== Document text
US lawmakers call for Navy lieutenant to be released from prison sentence in Japan

Members of Congress are calling on Japanese authorities to release an American naval officer who recently began serving a three-year sentence for his role in an accidental car crash which claimed the lives of two Japanese nationals.

Lieutenant Ridge Alkonis on Tuesday reported for the start of his sentence, which was imposed on him by a Japanese court earlier this year after he was convicted of negligent driving charges stemming from a May 2021 car accident.

Alkonis was driving his wife and his two children down a mountain road on the slopes of Mount Fuji following a hike, just days before he was set to begin a deployment on the Arleigh Burke-class destroyer USS Benfold. During the descent, he lost consciousness and his vehicle struck several parked cars and killed an elderly Japanese woman and her son-in-law.

He was arrested and detained for interrogation by Japanese police over a 26-day period, after which Navy Medical Corps personnel found that he had been afflicted by Acute Mountain Sickness on account of his rapid ascent and descent from Japan’s highest mountain. Yet he was indicted on the negligent driving charges by Japanese prosecutors who argued that he had fallen asleep.

In such cases of accidental death, the Japanese court system frequently takes into account whether a defendant has engaged in gomenasai, the practice of offering a formal apology and paying reparations to the deceased’s family. Alkonis did so, including making a record $1.65m restitution payment.

In the Japanese court system, such settlements frequently negate the need for a criminal trial or sentence of incarceration, but in Aloknis’ case, the court chose not to suspend his three-year sentence.

Alkonis’ home state senator, Mike Lee, denounced his treatment in a floor speech on Monday.

“I find it inexcusable that an American who experienced a medical emergency be treated so poorly by an allied Nation that he protected,” said Mr Lee, who noted that Japanese nationals are routinely granted leniency in similar cases.

The Utah senator also accused Japanese authorities of “trying to make an example” of the Navy lieutenant because of longstanding disputes between Tokyo and Washington over the status of forces agreement under which roughly 55,000 US service members are stationed in Japan, and suggested that the US should renegotiate the agreement if US service members “can’t get fair treatment from the country they have been tasked to defend”.

The 1960 agreement has been a point of contention in US-Japan relations because of incidents in which US service members have committed violent crimes against Japanese nationals.

California Representative Mike Levin said he is “deeply concerned about the Japanese government’s handling of the case” in a speech on the House floor.

Mr Levin, a Democrat, said he was “extremely upset to learn that the case was not conducted in a way that was fair to Lieutenant Alkonis,” and accused Tokyo of violating the US-Japan status of forces agreement.
====
== Dataset excerpts
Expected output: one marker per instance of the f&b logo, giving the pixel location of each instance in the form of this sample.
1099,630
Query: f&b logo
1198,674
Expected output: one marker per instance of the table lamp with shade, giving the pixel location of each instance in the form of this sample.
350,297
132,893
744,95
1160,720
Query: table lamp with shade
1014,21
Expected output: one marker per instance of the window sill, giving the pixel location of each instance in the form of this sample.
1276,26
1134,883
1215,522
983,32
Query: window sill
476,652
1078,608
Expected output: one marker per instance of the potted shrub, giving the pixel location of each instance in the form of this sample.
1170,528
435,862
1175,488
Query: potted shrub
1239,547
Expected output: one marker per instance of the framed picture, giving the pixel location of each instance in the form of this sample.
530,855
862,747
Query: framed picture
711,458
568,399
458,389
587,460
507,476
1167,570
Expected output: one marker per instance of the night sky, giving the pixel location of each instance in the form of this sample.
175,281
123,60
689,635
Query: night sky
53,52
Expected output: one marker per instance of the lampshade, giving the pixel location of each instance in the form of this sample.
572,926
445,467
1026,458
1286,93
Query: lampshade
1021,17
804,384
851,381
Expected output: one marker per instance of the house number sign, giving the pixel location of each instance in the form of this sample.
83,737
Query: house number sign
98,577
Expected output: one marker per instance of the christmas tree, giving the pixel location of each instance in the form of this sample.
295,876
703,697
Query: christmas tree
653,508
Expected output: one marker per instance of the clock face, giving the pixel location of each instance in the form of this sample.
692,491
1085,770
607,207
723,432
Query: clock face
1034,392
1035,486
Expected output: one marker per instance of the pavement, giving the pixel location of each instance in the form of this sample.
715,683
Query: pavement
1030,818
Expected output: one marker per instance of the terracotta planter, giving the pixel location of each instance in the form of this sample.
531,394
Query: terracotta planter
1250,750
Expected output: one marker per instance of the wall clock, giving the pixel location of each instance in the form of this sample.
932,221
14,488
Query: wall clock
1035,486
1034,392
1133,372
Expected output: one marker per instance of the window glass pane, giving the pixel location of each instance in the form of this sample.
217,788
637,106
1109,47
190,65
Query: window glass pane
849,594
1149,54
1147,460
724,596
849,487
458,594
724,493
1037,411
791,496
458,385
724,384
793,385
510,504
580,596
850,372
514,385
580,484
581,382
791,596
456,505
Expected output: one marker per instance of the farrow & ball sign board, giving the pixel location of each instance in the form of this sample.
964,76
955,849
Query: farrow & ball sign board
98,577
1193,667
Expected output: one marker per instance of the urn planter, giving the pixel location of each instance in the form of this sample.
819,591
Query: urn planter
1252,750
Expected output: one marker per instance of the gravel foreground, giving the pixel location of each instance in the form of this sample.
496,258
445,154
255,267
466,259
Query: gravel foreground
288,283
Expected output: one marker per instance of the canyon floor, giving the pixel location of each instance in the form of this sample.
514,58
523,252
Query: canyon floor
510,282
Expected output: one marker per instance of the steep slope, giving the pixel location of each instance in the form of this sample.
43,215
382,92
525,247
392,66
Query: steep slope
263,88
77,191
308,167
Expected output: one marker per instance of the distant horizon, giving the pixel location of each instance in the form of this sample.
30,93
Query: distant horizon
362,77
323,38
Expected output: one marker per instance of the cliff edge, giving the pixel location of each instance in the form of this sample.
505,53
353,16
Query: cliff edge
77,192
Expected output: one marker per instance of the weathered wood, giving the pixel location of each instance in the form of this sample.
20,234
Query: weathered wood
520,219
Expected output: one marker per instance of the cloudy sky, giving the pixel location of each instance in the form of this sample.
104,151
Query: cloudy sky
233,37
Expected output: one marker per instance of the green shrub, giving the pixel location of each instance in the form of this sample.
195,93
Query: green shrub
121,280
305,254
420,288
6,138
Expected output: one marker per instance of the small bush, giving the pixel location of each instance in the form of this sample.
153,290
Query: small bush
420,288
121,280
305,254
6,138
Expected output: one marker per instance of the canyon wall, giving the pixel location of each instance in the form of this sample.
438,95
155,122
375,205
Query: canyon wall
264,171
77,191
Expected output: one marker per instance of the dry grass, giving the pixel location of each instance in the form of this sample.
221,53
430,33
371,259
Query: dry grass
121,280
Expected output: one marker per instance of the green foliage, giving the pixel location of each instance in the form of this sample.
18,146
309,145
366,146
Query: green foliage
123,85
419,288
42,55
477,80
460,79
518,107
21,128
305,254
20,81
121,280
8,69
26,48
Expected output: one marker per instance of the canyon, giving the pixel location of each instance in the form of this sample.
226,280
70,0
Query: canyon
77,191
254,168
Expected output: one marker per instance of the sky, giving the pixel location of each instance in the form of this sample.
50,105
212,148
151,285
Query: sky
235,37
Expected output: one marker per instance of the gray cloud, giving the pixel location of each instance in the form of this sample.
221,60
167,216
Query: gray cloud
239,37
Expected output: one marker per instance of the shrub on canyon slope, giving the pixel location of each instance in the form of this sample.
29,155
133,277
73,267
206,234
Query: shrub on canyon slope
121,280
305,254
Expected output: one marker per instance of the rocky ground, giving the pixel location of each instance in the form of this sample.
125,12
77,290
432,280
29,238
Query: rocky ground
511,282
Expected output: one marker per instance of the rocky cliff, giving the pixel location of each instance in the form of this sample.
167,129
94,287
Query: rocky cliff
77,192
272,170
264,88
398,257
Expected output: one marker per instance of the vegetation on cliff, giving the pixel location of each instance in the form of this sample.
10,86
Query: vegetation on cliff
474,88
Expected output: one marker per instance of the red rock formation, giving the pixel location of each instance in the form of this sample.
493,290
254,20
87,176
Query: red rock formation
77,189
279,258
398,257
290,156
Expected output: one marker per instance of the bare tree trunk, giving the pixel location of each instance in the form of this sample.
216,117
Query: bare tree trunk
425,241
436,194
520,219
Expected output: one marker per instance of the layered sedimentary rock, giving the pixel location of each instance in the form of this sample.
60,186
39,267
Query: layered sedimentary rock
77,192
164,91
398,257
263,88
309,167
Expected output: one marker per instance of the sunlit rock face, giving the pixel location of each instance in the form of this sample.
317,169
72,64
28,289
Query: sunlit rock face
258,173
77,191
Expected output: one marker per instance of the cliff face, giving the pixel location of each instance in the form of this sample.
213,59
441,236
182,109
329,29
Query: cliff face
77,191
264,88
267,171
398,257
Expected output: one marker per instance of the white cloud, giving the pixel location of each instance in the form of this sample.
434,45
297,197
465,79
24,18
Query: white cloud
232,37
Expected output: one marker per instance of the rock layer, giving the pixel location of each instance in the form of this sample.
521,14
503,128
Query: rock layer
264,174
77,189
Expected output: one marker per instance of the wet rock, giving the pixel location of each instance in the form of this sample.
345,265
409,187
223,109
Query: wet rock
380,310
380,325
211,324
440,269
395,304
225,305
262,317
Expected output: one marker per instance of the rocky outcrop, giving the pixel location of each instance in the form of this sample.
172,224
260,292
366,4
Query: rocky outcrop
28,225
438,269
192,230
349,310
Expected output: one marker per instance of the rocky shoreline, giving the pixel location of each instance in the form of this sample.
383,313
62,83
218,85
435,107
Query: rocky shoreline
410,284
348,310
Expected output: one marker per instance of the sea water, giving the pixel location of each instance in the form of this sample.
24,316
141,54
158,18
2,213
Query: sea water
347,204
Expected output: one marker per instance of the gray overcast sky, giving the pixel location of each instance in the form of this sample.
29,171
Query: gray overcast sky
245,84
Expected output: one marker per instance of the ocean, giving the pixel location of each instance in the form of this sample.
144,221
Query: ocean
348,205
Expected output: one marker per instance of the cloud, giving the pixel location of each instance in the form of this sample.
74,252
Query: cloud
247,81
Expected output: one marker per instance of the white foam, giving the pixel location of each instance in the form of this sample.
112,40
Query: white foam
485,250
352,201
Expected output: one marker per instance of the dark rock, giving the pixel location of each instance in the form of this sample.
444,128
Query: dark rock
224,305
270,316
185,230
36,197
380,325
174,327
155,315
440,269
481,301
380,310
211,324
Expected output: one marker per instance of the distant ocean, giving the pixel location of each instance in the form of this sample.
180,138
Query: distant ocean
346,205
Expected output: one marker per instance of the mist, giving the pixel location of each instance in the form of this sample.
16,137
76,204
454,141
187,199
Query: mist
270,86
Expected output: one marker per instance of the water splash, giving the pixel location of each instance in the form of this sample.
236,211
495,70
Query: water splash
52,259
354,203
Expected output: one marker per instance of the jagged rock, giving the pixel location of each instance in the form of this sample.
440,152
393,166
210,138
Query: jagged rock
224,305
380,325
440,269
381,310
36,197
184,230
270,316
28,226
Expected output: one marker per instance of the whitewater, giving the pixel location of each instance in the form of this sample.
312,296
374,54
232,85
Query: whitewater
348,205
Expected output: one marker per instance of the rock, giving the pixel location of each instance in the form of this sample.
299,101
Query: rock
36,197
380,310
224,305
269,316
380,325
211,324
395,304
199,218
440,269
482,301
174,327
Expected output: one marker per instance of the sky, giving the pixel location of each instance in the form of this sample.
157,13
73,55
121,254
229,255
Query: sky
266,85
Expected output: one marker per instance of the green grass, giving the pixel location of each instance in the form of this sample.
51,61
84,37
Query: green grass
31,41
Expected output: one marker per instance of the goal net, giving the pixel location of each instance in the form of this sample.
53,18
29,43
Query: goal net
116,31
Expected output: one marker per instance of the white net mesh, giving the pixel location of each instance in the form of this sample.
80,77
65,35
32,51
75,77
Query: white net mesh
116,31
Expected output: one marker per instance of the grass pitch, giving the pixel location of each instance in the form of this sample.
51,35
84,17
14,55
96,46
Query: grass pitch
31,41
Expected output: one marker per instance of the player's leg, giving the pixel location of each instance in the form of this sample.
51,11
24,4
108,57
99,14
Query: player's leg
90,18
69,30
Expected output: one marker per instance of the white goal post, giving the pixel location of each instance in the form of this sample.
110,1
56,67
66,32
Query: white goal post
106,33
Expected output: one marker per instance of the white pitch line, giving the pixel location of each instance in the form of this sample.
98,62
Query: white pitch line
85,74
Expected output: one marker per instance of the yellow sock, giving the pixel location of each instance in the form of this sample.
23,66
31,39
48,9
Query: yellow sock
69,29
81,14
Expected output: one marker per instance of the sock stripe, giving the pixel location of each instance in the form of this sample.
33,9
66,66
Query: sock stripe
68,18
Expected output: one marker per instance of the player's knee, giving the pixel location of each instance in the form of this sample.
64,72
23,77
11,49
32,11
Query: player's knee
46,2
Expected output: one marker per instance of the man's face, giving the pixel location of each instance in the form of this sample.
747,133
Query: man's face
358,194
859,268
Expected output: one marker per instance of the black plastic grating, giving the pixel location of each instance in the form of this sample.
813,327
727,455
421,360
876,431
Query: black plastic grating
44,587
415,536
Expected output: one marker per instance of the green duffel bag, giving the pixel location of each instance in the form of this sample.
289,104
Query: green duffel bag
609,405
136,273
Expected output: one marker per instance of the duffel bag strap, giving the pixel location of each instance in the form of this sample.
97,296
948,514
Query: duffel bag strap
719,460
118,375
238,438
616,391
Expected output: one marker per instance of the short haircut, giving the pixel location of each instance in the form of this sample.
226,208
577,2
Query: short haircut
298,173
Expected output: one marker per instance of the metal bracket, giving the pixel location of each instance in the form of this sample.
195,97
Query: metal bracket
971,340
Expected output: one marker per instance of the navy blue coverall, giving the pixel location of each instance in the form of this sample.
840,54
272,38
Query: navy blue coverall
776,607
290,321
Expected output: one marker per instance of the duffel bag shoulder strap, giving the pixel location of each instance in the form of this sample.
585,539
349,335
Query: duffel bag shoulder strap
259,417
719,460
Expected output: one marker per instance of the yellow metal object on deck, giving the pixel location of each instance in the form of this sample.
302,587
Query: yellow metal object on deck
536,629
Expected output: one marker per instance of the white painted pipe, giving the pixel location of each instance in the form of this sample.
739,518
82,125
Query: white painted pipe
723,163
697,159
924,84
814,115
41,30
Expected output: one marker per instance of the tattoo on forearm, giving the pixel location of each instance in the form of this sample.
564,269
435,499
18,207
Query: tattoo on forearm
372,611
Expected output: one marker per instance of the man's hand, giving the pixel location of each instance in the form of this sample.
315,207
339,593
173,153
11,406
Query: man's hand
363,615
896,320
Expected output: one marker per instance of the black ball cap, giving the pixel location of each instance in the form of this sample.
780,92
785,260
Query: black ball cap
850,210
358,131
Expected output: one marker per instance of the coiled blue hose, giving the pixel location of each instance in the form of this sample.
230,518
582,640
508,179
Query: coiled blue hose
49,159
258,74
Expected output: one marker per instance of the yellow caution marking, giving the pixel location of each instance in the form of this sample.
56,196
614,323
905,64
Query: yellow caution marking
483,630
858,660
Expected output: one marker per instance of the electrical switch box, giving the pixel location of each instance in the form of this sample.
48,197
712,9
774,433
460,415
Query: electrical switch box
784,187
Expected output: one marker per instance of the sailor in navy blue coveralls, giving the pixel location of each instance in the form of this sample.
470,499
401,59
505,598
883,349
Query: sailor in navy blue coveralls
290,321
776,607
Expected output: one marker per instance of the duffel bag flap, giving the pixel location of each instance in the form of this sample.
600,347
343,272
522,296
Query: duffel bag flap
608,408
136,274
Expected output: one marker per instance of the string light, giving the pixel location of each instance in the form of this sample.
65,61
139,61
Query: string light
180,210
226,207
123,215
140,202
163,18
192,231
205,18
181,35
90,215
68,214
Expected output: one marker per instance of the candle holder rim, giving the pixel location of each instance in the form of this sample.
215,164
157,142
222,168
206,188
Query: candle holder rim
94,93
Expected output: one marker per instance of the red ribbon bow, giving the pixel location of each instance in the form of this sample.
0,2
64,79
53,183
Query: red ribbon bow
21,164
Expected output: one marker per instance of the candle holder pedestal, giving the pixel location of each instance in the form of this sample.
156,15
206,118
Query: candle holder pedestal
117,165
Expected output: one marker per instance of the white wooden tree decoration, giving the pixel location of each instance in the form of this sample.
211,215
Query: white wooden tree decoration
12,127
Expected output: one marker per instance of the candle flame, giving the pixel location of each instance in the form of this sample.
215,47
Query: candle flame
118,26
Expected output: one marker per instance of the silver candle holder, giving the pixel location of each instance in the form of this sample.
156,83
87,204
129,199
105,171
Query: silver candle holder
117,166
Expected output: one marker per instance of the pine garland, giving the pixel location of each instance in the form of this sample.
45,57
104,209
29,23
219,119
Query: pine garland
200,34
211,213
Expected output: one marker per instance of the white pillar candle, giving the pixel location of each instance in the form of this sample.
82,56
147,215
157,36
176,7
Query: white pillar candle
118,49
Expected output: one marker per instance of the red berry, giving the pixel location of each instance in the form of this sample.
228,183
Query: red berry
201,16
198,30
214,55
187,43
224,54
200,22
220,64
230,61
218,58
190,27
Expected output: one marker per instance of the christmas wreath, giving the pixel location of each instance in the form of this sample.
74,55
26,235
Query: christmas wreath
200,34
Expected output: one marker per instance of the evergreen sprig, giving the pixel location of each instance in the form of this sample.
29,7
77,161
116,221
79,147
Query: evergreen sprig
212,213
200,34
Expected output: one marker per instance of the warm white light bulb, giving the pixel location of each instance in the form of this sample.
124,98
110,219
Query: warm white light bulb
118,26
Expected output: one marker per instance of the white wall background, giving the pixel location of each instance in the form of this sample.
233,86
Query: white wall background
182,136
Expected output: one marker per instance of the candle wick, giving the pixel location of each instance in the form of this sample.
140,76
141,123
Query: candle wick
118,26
====
→ Activity
List every person named in the article above about the Navy lieutenant imprisoned in Japan.

→ Written response
Ridge Alkonis, Mike Lee, Mike Levin